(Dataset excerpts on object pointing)
......

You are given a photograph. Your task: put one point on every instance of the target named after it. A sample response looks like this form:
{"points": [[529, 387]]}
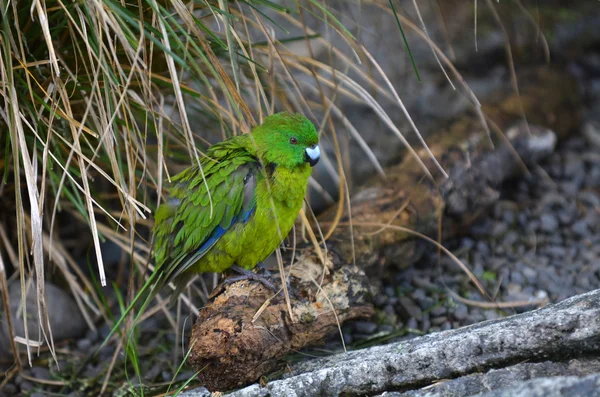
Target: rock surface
{"points": [[566, 329]]}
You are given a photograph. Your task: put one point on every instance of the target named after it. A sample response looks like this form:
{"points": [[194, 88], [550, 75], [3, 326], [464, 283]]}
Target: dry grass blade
{"points": [[6, 304], [438, 245]]}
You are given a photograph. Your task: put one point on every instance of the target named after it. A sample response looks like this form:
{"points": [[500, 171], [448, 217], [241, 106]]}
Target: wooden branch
{"points": [[244, 331], [240, 335], [559, 331], [476, 169]]}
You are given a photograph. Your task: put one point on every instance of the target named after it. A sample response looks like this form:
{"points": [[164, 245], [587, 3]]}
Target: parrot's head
{"points": [[288, 140]]}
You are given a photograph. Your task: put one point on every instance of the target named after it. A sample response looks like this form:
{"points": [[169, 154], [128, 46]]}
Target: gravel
{"points": [[540, 241]]}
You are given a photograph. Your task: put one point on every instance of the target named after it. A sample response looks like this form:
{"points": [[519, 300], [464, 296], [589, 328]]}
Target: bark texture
{"points": [[233, 345], [568, 329]]}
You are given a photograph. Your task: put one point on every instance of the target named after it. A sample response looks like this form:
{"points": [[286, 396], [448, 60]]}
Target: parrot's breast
{"points": [[279, 199]]}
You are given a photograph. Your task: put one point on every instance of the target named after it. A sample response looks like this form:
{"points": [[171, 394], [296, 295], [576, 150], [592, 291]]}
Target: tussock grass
{"points": [[102, 101]]}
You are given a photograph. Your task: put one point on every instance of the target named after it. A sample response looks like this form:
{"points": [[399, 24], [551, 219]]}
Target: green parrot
{"points": [[235, 210]]}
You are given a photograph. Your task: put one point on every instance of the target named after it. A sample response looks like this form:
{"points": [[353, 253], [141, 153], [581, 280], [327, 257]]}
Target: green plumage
{"points": [[237, 207]]}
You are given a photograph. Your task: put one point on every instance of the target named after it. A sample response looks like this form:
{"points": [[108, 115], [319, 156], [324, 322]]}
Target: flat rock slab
{"points": [[568, 329], [504, 379]]}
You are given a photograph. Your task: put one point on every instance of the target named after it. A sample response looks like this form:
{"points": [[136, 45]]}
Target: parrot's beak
{"points": [[312, 155]]}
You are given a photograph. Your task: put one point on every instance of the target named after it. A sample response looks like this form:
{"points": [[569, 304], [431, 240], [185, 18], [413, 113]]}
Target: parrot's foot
{"points": [[249, 275]]}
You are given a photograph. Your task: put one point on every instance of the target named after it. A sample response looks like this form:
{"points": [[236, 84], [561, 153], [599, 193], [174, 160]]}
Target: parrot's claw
{"points": [[249, 275]]}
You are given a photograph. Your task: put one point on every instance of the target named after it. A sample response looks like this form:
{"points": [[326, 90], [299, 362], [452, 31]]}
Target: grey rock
{"points": [[84, 344], [412, 323], [559, 330], [560, 386], [409, 308], [10, 389], [26, 386], [461, 311], [364, 327], [66, 320], [40, 373], [580, 228], [548, 223]]}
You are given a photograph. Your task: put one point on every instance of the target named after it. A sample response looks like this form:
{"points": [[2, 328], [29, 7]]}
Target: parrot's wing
{"points": [[197, 226]]}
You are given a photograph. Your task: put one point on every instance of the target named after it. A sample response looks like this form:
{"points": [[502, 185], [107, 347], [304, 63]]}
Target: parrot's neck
{"points": [[288, 185]]}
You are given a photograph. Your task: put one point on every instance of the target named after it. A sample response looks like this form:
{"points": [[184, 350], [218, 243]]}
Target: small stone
{"points": [[40, 373], [548, 223], [386, 328], [513, 289], [517, 278], [26, 386], [10, 389], [530, 274], [508, 217], [499, 229], [580, 228], [467, 243], [409, 307], [556, 251], [438, 311], [461, 312], [380, 300], [389, 310], [84, 344], [412, 323], [364, 327], [483, 248], [491, 315], [425, 324]]}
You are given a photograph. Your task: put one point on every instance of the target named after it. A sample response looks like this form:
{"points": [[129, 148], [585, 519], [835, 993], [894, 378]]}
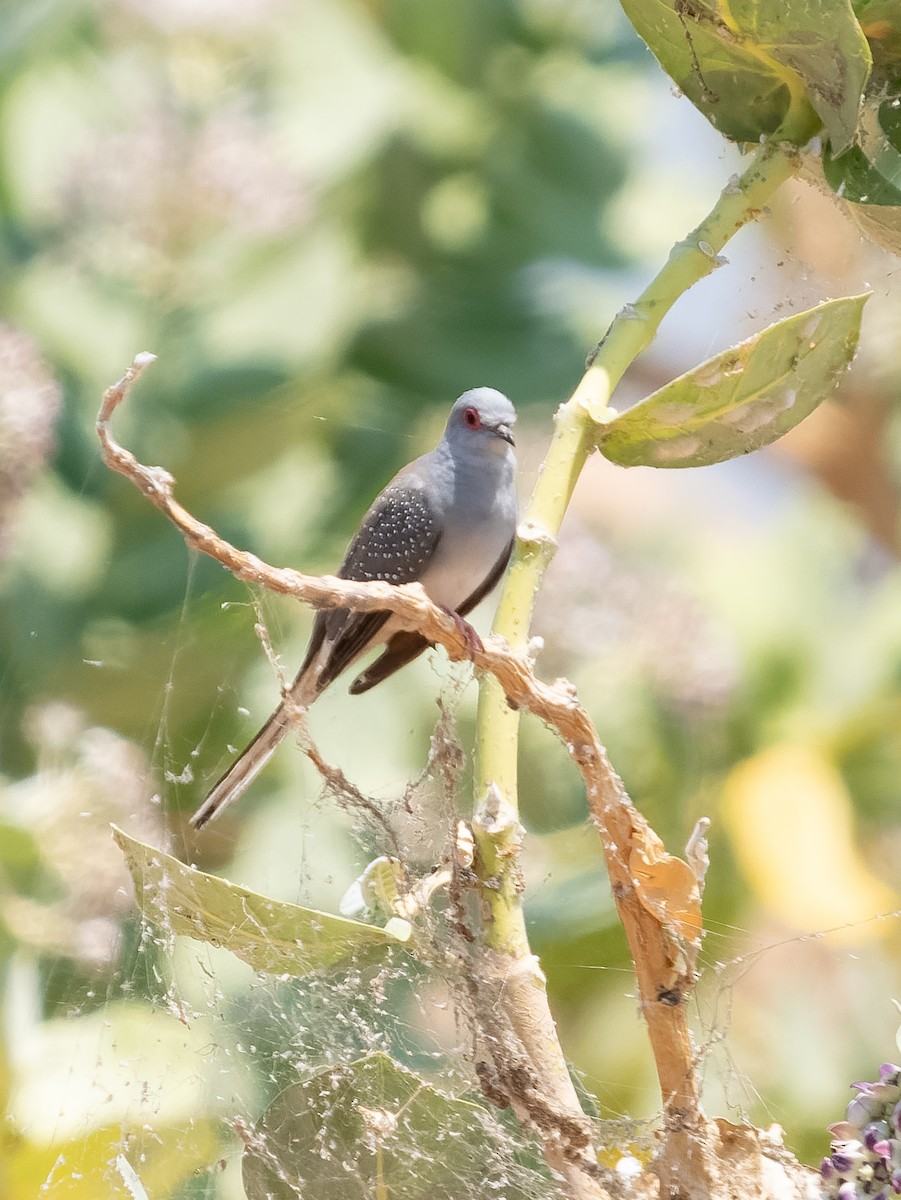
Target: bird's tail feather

......

Written instruction
Quote in full the listing given above; the images are to be left out.

Solution to this task
You are given a photograph. Your task: put one point on every instance of the target named after it. A sample response looks like this form:
{"points": [[529, 387]]}
Target: rock surface
{"points": [[566, 329]]}
You are given a photograph. Your task: put one point on every instance of the target named after it. A sample response looks like this form:
{"points": [[194, 88], [550, 75], [3, 326], [464, 283]]}
Target: dry grass blade
{"points": [[6, 304], [438, 245]]}
You are given a photograph. Your task: put one point on every instance of the target named after it. A sample response looks like this form:
{"points": [[500, 171], [448, 217], [241, 106]]}
Target: wooden branch
{"points": [[244, 331], [240, 335], [559, 331], [476, 169]]}
You are given a photograph. Your task: put one point on every instance of the target named after it. A sample response looks like this form:
{"points": [[164, 245], [587, 3]]}
Target: parrot's head
{"points": [[288, 140]]}
You are given a photograph. Your task: put one point on every instance of the target named after it. A sample response looks like this form:
{"points": [[169, 154], [128, 46]]}
Target: gravel
{"points": [[540, 241]]}
You are given a photograph. Your task: put one point on every instance of the target named after it. A sample response looks like this form:
{"points": [[519, 300], [464, 296], [589, 328]]}
Target: bark texture
{"points": [[233, 345], [568, 329]]}
You are given a photograph. Your task: put one point on every instance of the target named after it. A sample response looks like this form:
{"points": [[286, 396], [448, 60]]}
Target: parrot's breast
{"points": [[279, 199]]}
You are given a photograph. Your task: put one point on every instance of the target named after it. A sample response looks like this form:
{"points": [[171, 394], [296, 295], [576, 150], [592, 291]]}
Target: tussock grass
{"points": [[102, 101]]}
You are given a photograph. Your task: put one point on every instance of the target named after it. A sample response looks like this form:
{"points": [[399, 24], [551, 219]]}
Target: green parrot
{"points": [[235, 210]]}
You are given a photograph. Your task: put one point on every instance of the target named after it. A sample response looks like this form:
{"points": [[353, 253], [141, 153], [581, 280], [327, 257]]}
Target: green plumage
{"points": [[237, 207]]}
You are given a photograph. Your task: put one point on every instance of the target named after it. A sample response looks like this form:
{"points": [[108, 115], [319, 156], [324, 322]]}
Target: flat rock slab
{"points": [[568, 329], [504, 379]]}
You are given a photograph. Your task: put one point on every instance of the target named after it. A sample response looks like this form:
{"points": [[136, 45]]}
Target: parrot's beak
{"points": [[312, 155]]}
You are given a photograph. Your task: put one point on every instance of the target named after it. A sample response looks like this form:
{"points": [[569, 304], [431, 240], [185, 18], [413, 113]]}
Target: parrot's foot
{"points": [[249, 275]]}
You are given a photograph. Your task: put one point on every instance of the target named after it. A sample response looks like this form:
{"points": [[236, 84], [561, 153], [599, 193], [174, 160]]}
Target: parrot's claw
{"points": [[249, 275]]}
You are given a photograph. Your task: put one point on every instance of the target named after it. A sample response looks like this form:
{"points": [[326, 90], [299, 362], [452, 31]]}
Target: grey rock
{"points": [[84, 344], [412, 323], [559, 330], [560, 386], [409, 308], [10, 389], [26, 386], [461, 311], [364, 327], [66, 320], [40, 373], [580, 228], [548, 223]]}
You are given a photograph. Your task: put one point on every instance of the target named after it. A sample response looks like this form:
{"points": [[2, 328], [29, 7]]}
Target: parrot's wing
{"points": [[197, 226]]}
You are given a photograph. Your task: put one point on every instance of the target named after it. A sample response looks like this form:
{"points": [[502, 185], [107, 347], [304, 63]]}
Target: parrot's neck
{"points": [[288, 185]]}
You are given a photograph. Your task: put one point on every instance of the target named after it. A sample response looks like this form:
{"points": [[184, 350], [218, 243]]}
Target: small stone
{"points": [[40, 373], [548, 223], [386, 328], [513, 289], [517, 278], [26, 386], [10, 389], [530, 274], [508, 217], [499, 229], [580, 228], [467, 243], [409, 307], [556, 251], [438, 311], [461, 312], [380, 300], [389, 310], [84, 344], [412, 323], [364, 327], [483, 248], [491, 315], [425, 324]]}
You are given a photograph. Your task: put one point on every instance of the target named after it. A sample response looks like this form:
{"points": [[129, 148], [585, 519], [835, 993], [894, 378]]}
Target: bird's tail feather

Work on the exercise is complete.